──────── Input for this task ────────

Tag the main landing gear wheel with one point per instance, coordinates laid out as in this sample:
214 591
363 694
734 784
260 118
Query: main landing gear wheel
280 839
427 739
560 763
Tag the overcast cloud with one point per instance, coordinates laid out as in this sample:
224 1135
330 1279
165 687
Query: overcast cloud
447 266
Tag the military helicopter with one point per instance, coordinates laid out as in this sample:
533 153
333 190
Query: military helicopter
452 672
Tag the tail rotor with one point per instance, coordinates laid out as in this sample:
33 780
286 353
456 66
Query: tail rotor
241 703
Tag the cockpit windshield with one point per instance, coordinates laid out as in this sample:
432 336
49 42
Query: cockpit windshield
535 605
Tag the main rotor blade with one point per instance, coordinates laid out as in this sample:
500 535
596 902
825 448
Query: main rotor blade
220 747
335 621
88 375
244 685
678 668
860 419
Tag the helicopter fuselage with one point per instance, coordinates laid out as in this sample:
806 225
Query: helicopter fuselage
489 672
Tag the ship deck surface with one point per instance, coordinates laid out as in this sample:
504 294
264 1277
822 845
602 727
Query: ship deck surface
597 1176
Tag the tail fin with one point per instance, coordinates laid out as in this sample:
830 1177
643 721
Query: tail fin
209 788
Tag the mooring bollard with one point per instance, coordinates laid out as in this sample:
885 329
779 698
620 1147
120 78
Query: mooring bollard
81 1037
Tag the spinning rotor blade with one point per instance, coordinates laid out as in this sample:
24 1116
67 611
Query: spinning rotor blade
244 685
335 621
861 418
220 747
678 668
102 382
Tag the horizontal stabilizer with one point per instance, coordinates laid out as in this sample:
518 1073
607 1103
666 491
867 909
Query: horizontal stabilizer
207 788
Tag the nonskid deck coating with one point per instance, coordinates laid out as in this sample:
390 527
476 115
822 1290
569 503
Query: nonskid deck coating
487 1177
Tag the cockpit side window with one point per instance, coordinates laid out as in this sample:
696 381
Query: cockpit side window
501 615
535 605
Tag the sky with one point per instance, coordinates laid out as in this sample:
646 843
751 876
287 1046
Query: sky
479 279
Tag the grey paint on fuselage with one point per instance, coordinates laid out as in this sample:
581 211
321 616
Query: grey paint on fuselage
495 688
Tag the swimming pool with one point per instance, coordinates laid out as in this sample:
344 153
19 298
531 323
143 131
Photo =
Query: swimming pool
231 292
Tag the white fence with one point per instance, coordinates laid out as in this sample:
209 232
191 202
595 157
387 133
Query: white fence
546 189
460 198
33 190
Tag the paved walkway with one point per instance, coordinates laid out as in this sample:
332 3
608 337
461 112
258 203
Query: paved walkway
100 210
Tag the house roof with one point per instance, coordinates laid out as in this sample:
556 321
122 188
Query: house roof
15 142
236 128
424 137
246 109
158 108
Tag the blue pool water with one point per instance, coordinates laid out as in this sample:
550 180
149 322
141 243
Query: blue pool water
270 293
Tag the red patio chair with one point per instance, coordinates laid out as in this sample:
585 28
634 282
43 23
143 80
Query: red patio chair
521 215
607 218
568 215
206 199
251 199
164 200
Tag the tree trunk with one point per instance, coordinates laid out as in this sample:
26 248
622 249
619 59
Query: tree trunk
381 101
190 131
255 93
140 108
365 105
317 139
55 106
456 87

────────

### Short problem
Output every line of the rows above as a JSON list of strings, one string per line, leaving out any blank lines.

### Answer to this problem
[
  "Tag the main landing gear wheel with one point per instance, coordinates laid out as in this sample:",
  "214 591",
  "363 694",
  "734 784",
  "260 118",
  "Query: main landing gear wheel",
  "280 839",
  "427 739",
  "560 763",
  "Tag the overcast cloud with one point per instance, coordinates laid out as in this sample:",
  "224 1135",
  "330 1279",
  "165 687",
  "Query: overcast cloud",
  "447 266",
  "Tag the military helicopter with one point per instance, coordinates laid out as in this sample:",
  "533 153",
  "333 190",
  "Query: military helicopter",
  "452 672",
  "Tag the tail rotor with one point per instance, coordinates laid out as in this sample:",
  "33 780",
  "286 353",
  "456 66",
  "Query: tail rotor",
  "241 703",
  "Tag the cockpit windshield with one point per instance, coordinates laid out as in this sample:",
  "432 336",
  "49 42",
  "Query: cockpit windshield",
  "535 605",
  "Tag the main rotor blade with one point per instance, coordinates laid out as in this sample:",
  "500 535",
  "596 902",
  "825 448",
  "Query: main rotor blade",
  "220 747",
  "335 621",
  "88 375",
  "244 685",
  "678 668",
  "860 419",
  "Tag the helicopter fuselage with one point per instance, coordinates laid out as in this sample:",
  "806 225",
  "Query: helicopter fuselage",
  "489 672",
  "Tag the ship deck surface with one point per instance, coordinates laid out as in this sample:",
  "504 294",
  "264 1277",
  "822 845",
  "602 727",
  "Query: ship deck surface",
  "597 1176",
  "Tag the tail fin with one point per instance, coordinates laid out as in this sample:",
  "830 1177",
  "643 721",
  "Query: tail fin",
  "209 788",
  "Tag the mooring bollard with one point per instance, coordinates laid out as in this sample:",
  "885 329",
  "779 698",
  "620 1147",
  "120 78",
  "Query: mooring bollard",
  "81 1037",
  "Tag the spinning rotor blade with one point per instance, coordinates laid out as in this sample:",
  "24 1116",
  "67 611",
  "Query: spinning rotor blade",
  "244 685",
  "335 621",
  "861 418",
  "220 747",
  "678 668",
  "102 382",
  "Tag the horizontal stabilizer with one point per instance, coordinates laid out as in this sample:",
  "518 1073",
  "607 1103",
  "666 491",
  "867 909",
  "Query: horizontal stabilizer",
  "207 788",
  "Tag the nonskid deck coating with one point per instance, coordinates laid out as in this sample:",
  "390 527",
  "476 115",
  "822 1290",
  "569 503",
  "Query: nonskid deck coating",
  "487 1177",
  "Tag the cockpit side window with one point per instance, coordinates laid out as in this sample:",
  "696 381",
  "Query: cockpit side window",
  "501 615",
  "535 605",
  "Tag the sky with one point per instance, coordinates laid out as in this sample:",
  "646 843",
  "751 876",
  "287 1046",
  "Query: sky",
  "479 279",
  "Tag the grey paint on fuselage with one point per instance, coordinates laid out as in this sample:",
  "581 211",
  "321 616",
  "Query: grey paint on fuselage",
  "495 688",
  "Tag the swimming pool with one point per instance, coordinates laid out as in this sample:",
  "344 153",
  "19 298",
  "531 323",
  "143 131",
  "Photo =",
  "Query: swimming pool",
  "231 292",
  "Tag the white fence with one point per instance, coordinates laid out as in this sample:",
  "209 232",
  "191 202",
  "595 157",
  "387 133",
  "Query: white fence",
  "546 189",
  "460 198",
  "33 190",
  "Tag the paved walkway with one point per instance, coordinates laid out as in this sample:",
  "332 3",
  "608 337",
  "461 112",
  "258 203",
  "Query: paved walkway",
  "100 210",
  "Tag the house roof with one point per instance, coordinates laid out as in this sample:",
  "556 321",
  "122 188",
  "Query: house roof",
  "15 142",
  "236 128",
  "424 137",
  "246 109",
  "158 108",
  "Tag the blue pool water with one point per instance, coordinates laid out as in this sample:",
  "550 180",
  "149 322",
  "141 243",
  "Query: blue pool water",
  "270 293",
  "Tag the red patio chair with one point per instance, coordinates laid out as in this sample:",
  "585 28",
  "634 282",
  "43 23",
  "143 80",
  "Query: red patio chair",
  "521 215",
  "607 218",
  "568 215",
  "206 199",
  "251 199",
  "164 200",
  "Tag the tree trunk with one point per instance, coordinates laid out as in this sample:",
  "26 248",
  "622 249",
  "619 59",
  "Query: tree trunk",
  "381 101",
  "190 131",
  "255 93",
  "140 108",
  "365 105",
  "317 139",
  "55 106",
  "456 87"
]